▸ **Requirement**
Copy every line of the data that includes the string "bear".

Saved entries
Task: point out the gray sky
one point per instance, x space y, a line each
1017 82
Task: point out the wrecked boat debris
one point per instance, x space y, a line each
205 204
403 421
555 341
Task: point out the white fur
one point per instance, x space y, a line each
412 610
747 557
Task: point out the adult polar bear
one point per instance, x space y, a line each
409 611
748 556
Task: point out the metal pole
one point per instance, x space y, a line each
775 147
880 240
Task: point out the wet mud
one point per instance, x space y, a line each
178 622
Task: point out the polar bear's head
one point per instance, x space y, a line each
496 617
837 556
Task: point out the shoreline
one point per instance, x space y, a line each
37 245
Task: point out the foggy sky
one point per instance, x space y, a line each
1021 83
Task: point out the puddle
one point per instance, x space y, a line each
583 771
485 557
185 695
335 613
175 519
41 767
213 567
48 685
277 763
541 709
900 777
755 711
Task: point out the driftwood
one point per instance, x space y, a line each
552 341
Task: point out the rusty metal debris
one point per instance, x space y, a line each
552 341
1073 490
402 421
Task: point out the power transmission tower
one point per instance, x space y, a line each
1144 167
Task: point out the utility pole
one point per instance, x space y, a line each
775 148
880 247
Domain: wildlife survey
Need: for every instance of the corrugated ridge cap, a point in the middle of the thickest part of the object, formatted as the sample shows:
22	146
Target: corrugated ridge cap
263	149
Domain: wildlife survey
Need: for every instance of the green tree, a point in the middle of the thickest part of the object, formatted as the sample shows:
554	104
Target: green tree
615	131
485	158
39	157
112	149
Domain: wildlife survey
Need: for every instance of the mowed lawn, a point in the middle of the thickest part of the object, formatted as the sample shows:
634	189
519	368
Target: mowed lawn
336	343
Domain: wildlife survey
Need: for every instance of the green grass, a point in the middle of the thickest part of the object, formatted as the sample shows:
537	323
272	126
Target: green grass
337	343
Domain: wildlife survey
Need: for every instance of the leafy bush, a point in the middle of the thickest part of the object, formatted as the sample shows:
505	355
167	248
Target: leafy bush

▸ **Task answer**
Task: point out the adult polar bear
Task: point out the polar bear's head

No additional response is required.